Image records with named regions:
** begin **

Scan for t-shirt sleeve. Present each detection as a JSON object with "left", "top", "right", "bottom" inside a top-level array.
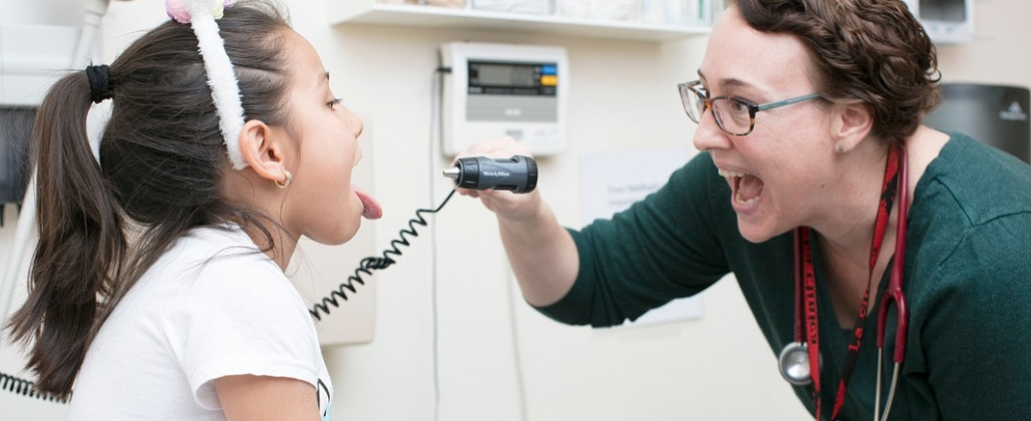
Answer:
[
  {"left": 166, "top": 256, "right": 321, "bottom": 409},
  {"left": 538, "top": 154, "right": 730, "bottom": 327}
]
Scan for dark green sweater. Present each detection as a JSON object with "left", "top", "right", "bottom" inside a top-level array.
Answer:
[{"left": 539, "top": 134, "right": 1031, "bottom": 421}]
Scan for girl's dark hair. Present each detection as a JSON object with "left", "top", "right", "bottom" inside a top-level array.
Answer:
[
  {"left": 728, "top": 0, "right": 941, "bottom": 145},
  {"left": 9, "top": 1, "right": 290, "bottom": 396}
]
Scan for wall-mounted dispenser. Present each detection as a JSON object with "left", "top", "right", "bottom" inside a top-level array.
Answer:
[{"left": 925, "top": 84, "right": 1031, "bottom": 163}]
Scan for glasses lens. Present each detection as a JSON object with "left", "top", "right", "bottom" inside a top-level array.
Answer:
[
  {"left": 712, "top": 98, "right": 752, "bottom": 135},
  {"left": 680, "top": 85, "right": 705, "bottom": 123}
]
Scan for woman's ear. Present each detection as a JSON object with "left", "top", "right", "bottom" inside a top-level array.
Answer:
[
  {"left": 240, "top": 120, "right": 287, "bottom": 182},
  {"left": 831, "top": 103, "right": 873, "bottom": 154}
]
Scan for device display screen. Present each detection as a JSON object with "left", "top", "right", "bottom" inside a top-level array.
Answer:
[{"left": 468, "top": 61, "right": 559, "bottom": 96}]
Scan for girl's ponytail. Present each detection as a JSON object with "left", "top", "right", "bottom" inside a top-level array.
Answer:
[{"left": 9, "top": 68, "right": 127, "bottom": 397}]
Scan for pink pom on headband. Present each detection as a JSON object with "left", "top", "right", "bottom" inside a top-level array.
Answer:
[{"left": 165, "top": 0, "right": 247, "bottom": 169}]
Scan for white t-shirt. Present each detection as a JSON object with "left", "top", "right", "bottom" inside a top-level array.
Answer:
[{"left": 69, "top": 225, "right": 333, "bottom": 421}]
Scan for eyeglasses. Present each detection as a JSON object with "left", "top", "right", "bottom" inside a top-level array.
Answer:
[{"left": 676, "top": 80, "right": 822, "bottom": 136}]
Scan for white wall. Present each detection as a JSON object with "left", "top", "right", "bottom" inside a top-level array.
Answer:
[{"left": 0, "top": 0, "right": 1031, "bottom": 421}]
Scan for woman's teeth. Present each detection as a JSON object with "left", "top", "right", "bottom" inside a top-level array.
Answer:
[{"left": 717, "top": 168, "right": 759, "bottom": 205}]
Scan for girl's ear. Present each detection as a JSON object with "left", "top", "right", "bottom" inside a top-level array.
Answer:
[
  {"left": 240, "top": 120, "right": 287, "bottom": 183},
  {"left": 831, "top": 103, "right": 873, "bottom": 153}
]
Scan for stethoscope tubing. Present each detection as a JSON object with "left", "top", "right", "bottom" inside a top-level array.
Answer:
[{"left": 777, "top": 148, "right": 909, "bottom": 421}]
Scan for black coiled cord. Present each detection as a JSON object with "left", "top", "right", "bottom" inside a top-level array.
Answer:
[
  {"left": 0, "top": 373, "right": 71, "bottom": 403},
  {"left": 308, "top": 190, "right": 455, "bottom": 321}
]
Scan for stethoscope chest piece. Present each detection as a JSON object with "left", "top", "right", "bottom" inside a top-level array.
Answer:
[{"left": 778, "top": 342, "right": 812, "bottom": 386}]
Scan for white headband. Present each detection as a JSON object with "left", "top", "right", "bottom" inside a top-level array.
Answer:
[{"left": 165, "top": 0, "right": 247, "bottom": 169}]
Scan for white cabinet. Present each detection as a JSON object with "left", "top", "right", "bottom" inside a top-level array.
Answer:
[{"left": 330, "top": 0, "right": 711, "bottom": 41}]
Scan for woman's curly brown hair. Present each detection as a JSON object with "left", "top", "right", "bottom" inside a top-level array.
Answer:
[{"left": 728, "top": 0, "right": 941, "bottom": 144}]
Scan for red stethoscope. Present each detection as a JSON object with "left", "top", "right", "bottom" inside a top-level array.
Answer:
[{"left": 778, "top": 148, "right": 909, "bottom": 421}]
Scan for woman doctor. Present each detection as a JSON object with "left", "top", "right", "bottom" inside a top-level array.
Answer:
[{"left": 462, "top": 0, "right": 1031, "bottom": 421}]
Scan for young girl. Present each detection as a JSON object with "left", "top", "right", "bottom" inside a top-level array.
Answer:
[{"left": 10, "top": 0, "right": 381, "bottom": 420}]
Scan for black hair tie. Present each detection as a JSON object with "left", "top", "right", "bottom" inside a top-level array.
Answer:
[{"left": 86, "top": 64, "right": 114, "bottom": 104}]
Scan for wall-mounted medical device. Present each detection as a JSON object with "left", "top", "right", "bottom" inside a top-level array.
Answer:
[
  {"left": 440, "top": 42, "right": 569, "bottom": 157},
  {"left": 903, "top": 0, "right": 973, "bottom": 43}
]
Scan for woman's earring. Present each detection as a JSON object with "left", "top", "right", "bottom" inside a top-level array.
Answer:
[{"left": 272, "top": 169, "right": 294, "bottom": 189}]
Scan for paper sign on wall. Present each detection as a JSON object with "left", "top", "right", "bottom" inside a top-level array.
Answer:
[{"left": 580, "top": 148, "right": 702, "bottom": 326}]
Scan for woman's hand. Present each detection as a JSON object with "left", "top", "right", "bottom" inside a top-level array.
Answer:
[{"left": 455, "top": 137, "right": 579, "bottom": 306}]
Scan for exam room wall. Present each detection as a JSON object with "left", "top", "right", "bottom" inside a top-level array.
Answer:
[{"left": 0, "top": 0, "right": 1031, "bottom": 421}]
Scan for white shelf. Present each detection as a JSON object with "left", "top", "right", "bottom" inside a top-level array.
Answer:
[{"left": 330, "top": 0, "right": 709, "bottom": 41}]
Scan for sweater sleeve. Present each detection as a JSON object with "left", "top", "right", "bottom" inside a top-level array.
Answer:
[
  {"left": 538, "top": 154, "right": 729, "bottom": 327},
  {"left": 909, "top": 212, "right": 1031, "bottom": 420}
]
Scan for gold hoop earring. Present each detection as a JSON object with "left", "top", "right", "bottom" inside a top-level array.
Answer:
[{"left": 272, "top": 169, "right": 294, "bottom": 189}]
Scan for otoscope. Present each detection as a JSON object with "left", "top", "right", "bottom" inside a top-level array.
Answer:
[{"left": 443, "top": 155, "right": 537, "bottom": 193}]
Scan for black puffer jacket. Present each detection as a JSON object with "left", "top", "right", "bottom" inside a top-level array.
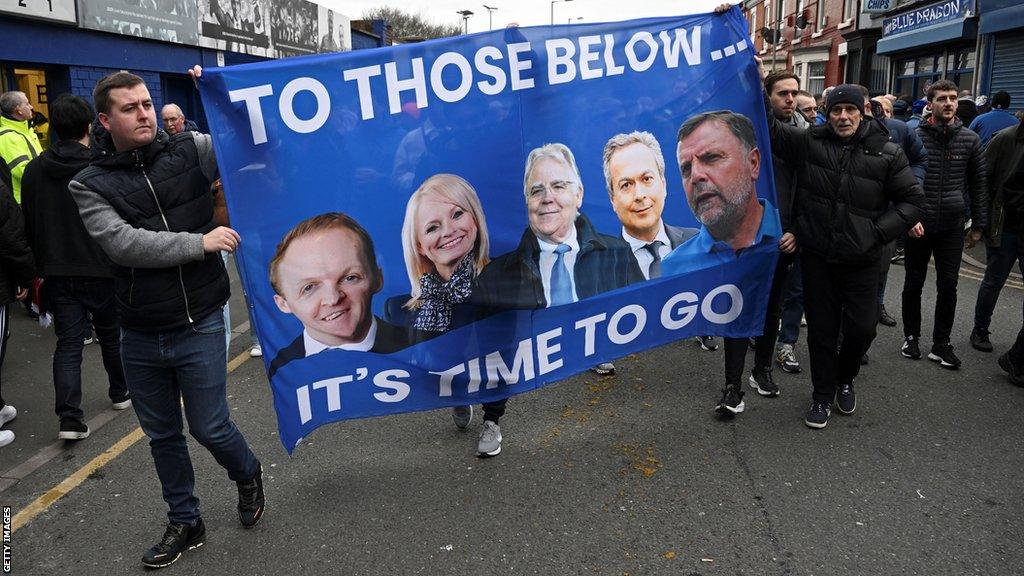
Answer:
[
  {"left": 71, "top": 130, "right": 230, "bottom": 331},
  {"left": 918, "top": 117, "right": 988, "bottom": 234},
  {"left": 0, "top": 182, "right": 36, "bottom": 305},
  {"left": 22, "top": 140, "right": 114, "bottom": 278},
  {"left": 768, "top": 115, "right": 924, "bottom": 263}
]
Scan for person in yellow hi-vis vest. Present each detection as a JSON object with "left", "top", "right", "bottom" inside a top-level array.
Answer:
[{"left": 0, "top": 90, "right": 43, "bottom": 204}]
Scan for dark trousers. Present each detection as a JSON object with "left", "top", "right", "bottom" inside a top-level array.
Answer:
[
  {"left": 1007, "top": 323, "right": 1024, "bottom": 364},
  {"left": 483, "top": 398, "right": 509, "bottom": 424},
  {"left": 44, "top": 277, "right": 128, "bottom": 420},
  {"left": 800, "top": 250, "right": 879, "bottom": 403},
  {"left": 903, "top": 228, "right": 964, "bottom": 344},
  {"left": 974, "top": 233, "right": 1024, "bottom": 330},
  {"left": 0, "top": 304, "right": 10, "bottom": 408},
  {"left": 879, "top": 240, "right": 896, "bottom": 306},
  {"left": 778, "top": 255, "right": 804, "bottom": 344},
  {"left": 724, "top": 253, "right": 799, "bottom": 387}
]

** end **

TASK PROMPT:
Begin at the line that contains "Scan for dark trousers.", stop at the end of the records, and rewrite those lines with "top-level array" swapped for "outermost array", leaving everything else unchanged.

ANSWER IN FULL:
Scan for dark trousers. Present each detection as a JSON object with "left", "top", "right", "bottom" inside a outermost array.
Answer:
[
  {"left": 1007, "top": 323, "right": 1024, "bottom": 364},
  {"left": 483, "top": 398, "right": 509, "bottom": 424},
  {"left": 44, "top": 277, "right": 128, "bottom": 420},
  {"left": 800, "top": 250, "right": 879, "bottom": 403},
  {"left": 903, "top": 228, "right": 964, "bottom": 344},
  {"left": 974, "top": 233, "right": 1024, "bottom": 330},
  {"left": 0, "top": 304, "right": 10, "bottom": 408},
  {"left": 879, "top": 240, "right": 896, "bottom": 306},
  {"left": 778, "top": 255, "right": 804, "bottom": 344},
  {"left": 724, "top": 253, "right": 799, "bottom": 387}
]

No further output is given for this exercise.